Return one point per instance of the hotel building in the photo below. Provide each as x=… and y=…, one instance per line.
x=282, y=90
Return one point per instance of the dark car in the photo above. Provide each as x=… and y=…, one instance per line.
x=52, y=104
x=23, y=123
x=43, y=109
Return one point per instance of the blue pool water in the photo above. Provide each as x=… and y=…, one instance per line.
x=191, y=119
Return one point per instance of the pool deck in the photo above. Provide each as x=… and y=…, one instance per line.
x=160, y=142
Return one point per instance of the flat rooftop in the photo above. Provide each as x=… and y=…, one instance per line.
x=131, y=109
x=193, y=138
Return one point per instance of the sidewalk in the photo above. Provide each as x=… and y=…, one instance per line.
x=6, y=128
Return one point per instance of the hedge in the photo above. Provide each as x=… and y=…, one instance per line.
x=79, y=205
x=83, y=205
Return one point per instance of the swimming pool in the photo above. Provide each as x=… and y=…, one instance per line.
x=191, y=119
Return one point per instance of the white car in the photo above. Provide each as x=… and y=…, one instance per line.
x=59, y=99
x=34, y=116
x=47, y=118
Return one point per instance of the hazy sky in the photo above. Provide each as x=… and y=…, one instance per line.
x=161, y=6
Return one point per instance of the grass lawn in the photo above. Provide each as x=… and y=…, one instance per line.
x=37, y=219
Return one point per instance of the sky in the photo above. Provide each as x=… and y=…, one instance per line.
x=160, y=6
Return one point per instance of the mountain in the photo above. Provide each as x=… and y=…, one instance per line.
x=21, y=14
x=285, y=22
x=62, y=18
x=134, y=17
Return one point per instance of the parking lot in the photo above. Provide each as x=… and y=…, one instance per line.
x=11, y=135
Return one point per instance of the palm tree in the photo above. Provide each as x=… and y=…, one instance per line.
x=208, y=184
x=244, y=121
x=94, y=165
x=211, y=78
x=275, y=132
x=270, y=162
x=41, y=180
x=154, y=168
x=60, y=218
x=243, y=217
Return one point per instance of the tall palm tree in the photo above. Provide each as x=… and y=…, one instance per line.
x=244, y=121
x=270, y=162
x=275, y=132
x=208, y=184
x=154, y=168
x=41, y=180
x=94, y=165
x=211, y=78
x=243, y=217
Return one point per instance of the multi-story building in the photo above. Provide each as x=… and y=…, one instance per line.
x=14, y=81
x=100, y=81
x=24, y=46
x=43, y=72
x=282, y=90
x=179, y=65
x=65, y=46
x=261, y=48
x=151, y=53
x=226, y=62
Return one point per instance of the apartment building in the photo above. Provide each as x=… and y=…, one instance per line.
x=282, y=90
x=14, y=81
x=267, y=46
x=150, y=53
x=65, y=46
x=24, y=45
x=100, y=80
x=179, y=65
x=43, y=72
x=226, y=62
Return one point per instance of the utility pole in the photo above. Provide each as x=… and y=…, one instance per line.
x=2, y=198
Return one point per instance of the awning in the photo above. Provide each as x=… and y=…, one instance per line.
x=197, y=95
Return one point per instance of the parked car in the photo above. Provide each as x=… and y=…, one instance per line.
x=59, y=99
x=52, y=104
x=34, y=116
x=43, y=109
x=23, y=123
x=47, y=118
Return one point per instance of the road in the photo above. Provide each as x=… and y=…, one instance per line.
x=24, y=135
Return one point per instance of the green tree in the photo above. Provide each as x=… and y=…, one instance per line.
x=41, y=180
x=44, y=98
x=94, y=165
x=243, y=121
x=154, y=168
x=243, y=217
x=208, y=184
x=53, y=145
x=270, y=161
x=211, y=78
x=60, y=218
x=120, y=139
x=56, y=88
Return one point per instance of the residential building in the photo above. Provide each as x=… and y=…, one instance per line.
━━━━━━
*Written request*: Edit the material above so that every "one point per instance" becomes "a single point for each instance", with everything else left unchanged.

*Written reply*:
Return a single point for each instance of the hotel building in the photo below. Provide each as x=… and y=…, one instance per line.
x=282, y=90
Return a single point for each instance of the dark car in the photo above. Provide each as x=… and y=…, one instance per line.
x=52, y=104
x=23, y=123
x=43, y=109
Return a single point for each instance of the blue pool water in the photo above. Provide each as x=… and y=…, one instance per line.
x=191, y=119
Return a single point for each instance of the pool deck in the photo above. Provide each as x=… and y=…, one instance per line.
x=160, y=142
Return a single point for each instance of the flat rooftop in the photo above. Provide each as x=… and y=…, one instance per line.
x=131, y=109
x=193, y=138
Return a single point for each instance of the sidewalk in the photo above. Provide each as x=… and y=…, one instance per line.
x=6, y=128
Return a single point for each instance of the hedge in the photo above. Provide each as x=… and y=…, one instance per line.
x=79, y=205
x=83, y=205
Return a single point for each instance of the swimming pool in the photo above. Provide each as x=… and y=…, one instance per line.
x=191, y=119
Return a single point for each instance of the white car in the photo above. Provide each as x=… and y=…, one instance per line.
x=59, y=99
x=34, y=116
x=47, y=118
Return a single point for each instance of the hazy sky in the photo above. Provide each as x=… and y=…, one instance per line.
x=161, y=6
Return a single point for each instance of the grass lawn in the photo above. Provide each as x=… and y=…, one instance per line.
x=37, y=219
Return a single point for each instance of the sky in the photo above. Provide each as x=… and y=…, one instance per line.
x=160, y=6
Return a single point for each instance of the mountain in the photo above. Provide each as x=… and y=…, one instance per line.
x=21, y=14
x=285, y=22
x=62, y=18
x=134, y=17
Return a single point for each instance of the parking lot in the photo above. Provide each as x=… and y=…, one instance per line.
x=11, y=135
Return a single point for each instance of the palm tree in the photo above. Provide each as x=… and y=…, one instance per line.
x=208, y=184
x=244, y=121
x=94, y=165
x=211, y=78
x=275, y=132
x=270, y=162
x=41, y=180
x=154, y=168
x=60, y=218
x=243, y=217
Return a single point for each instance of the tall palm tree in the photo above. Provide each as x=… and y=…, one instance per line.
x=244, y=121
x=270, y=162
x=275, y=132
x=208, y=184
x=154, y=168
x=41, y=180
x=94, y=165
x=211, y=78
x=243, y=217
Return a single point for each instance of the multi-story building in the photo above. Provide each as x=… and y=…, one instance per line.
x=14, y=81
x=100, y=81
x=24, y=46
x=43, y=72
x=282, y=90
x=179, y=65
x=65, y=46
x=261, y=48
x=151, y=53
x=226, y=62
Return a single point for each instance of the apartment building in the photo above. Provide each as x=… and y=…, one instance per line.
x=282, y=90
x=14, y=81
x=267, y=46
x=150, y=53
x=65, y=46
x=24, y=45
x=100, y=80
x=179, y=65
x=43, y=72
x=226, y=62
Return a single point for each instance of the utility pole in the photo above. Provide each as x=… and y=…, one instance per line.
x=2, y=198
Return a single point for each instance of the awning in the photo above. Provide each as x=… and y=…, one instance per line.
x=197, y=95
Return a single point for each instance of the parked car in the photo above. Provide each as x=… and y=…, one instance per line.
x=59, y=99
x=52, y=104
x=34, y=116
x=43, y=109
x=23, y=123
x=47, y=118
Return a single point for each instance of the road in the photo above. Provide each as x=… and y=…, one instance per line.
x=24, y=135
Return a single point for each instance of the green tree in the photo above. Provide each as x=… and y=…, one instance per line.
x=41, y=180
x=44, y=98
x=94, y=165
x=243, y=121
x=154, y=168
x=243, y=217
x=208, y=184
x=53, y=145
x=270, y=161
x=211, y=78
x=60, y=218
x=120, y=139
x=56, y=88
Return a single point for each instance of the residential building in the photo above. Provide each as x=… and y=…, one instance per line.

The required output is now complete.